STATED EXERCISE → Copy the part of the items that opens with the line containing "Target: white knit top" and closes at the end of the items, keeping every line, requests included. Shift each coordinate in the answer outlines by -67.

-=-=-

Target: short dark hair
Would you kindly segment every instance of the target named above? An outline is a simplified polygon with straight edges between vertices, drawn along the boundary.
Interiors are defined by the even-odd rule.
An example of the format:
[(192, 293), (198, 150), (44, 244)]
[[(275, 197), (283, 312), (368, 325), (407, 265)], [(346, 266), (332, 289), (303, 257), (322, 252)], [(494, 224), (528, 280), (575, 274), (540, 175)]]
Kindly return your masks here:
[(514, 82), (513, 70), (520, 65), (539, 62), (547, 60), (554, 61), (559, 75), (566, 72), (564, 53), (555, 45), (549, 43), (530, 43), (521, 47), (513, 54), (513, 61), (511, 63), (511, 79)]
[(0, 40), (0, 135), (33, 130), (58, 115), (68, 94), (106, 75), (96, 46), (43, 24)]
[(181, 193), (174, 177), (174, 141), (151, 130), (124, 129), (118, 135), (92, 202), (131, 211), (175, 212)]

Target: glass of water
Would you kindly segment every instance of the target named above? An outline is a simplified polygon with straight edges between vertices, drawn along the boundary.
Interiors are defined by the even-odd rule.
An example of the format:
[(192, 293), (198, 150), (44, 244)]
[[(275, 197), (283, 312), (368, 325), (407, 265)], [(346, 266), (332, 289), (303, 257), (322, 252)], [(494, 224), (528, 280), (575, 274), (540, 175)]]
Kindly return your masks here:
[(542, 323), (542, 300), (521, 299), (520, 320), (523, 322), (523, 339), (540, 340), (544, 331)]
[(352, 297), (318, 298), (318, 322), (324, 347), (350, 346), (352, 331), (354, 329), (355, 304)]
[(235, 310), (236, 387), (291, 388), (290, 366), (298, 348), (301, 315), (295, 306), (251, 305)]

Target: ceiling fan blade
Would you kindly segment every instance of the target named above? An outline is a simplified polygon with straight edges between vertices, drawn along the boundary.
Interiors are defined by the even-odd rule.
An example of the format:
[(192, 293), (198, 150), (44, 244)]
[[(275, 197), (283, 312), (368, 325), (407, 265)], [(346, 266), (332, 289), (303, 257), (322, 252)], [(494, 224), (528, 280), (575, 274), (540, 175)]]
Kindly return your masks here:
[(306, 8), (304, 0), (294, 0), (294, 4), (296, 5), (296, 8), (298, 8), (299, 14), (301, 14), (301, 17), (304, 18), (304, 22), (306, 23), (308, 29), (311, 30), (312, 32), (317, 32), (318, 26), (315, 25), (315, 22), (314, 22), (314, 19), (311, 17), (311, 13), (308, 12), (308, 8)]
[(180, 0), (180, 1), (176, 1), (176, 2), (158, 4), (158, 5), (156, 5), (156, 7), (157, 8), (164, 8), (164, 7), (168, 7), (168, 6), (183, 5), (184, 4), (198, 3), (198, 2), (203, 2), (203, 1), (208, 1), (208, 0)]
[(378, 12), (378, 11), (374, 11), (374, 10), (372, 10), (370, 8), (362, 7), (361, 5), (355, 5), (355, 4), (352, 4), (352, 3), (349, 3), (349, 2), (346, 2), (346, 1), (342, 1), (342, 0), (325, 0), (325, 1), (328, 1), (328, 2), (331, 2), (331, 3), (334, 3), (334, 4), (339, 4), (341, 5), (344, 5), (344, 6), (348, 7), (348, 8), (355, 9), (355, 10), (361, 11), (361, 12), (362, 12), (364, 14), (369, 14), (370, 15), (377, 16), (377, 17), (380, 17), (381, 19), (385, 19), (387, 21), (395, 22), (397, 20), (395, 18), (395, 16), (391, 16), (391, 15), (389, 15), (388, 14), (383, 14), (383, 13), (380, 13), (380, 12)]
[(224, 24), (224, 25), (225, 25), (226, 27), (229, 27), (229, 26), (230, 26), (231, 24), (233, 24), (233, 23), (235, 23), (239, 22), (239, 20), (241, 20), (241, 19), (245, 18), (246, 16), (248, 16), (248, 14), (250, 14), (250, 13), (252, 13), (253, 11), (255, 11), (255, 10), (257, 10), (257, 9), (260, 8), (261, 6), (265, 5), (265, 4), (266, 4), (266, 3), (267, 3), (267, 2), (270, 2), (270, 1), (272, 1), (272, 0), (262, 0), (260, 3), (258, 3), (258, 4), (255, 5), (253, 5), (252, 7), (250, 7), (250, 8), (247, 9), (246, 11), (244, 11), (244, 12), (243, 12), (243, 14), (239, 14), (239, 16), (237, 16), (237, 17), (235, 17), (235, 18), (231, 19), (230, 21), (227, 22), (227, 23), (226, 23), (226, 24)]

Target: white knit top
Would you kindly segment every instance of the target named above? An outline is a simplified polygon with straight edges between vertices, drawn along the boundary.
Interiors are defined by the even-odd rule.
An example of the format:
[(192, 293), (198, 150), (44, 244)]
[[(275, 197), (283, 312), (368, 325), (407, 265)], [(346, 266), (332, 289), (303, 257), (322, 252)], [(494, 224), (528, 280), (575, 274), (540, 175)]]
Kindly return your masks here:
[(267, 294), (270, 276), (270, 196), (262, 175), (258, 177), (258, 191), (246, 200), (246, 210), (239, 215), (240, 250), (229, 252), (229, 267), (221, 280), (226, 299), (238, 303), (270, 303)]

-=-=-

RESPONSE →
Target: white knit top
Would you kindly segment every instance of the target named above? An outline is a simplified polygon with straight edges between vertices, drawn along the boundary.
Interiors are defined by the even-odd rule.
An example of the format:
[(192, 293), (198, 150), (44, 244)]
[[(275, 197), (283, 312), (368, 325), (407, 265)], [(346, 266), (332, 289), (303, 257), (322, 252)], [(494, 224), (528, 280), (575, 274), (540, 175)]]
Kindly return your masks here:
[(200, 227), (203, 209), (203, 129), (195, 108), (191, 110), (191, 124), (179, 133), (179, 143), (172, 148), (173, 183), (162, 185), (162, 200), (154, 213), (159, 232), (171, 236), (203, 236)]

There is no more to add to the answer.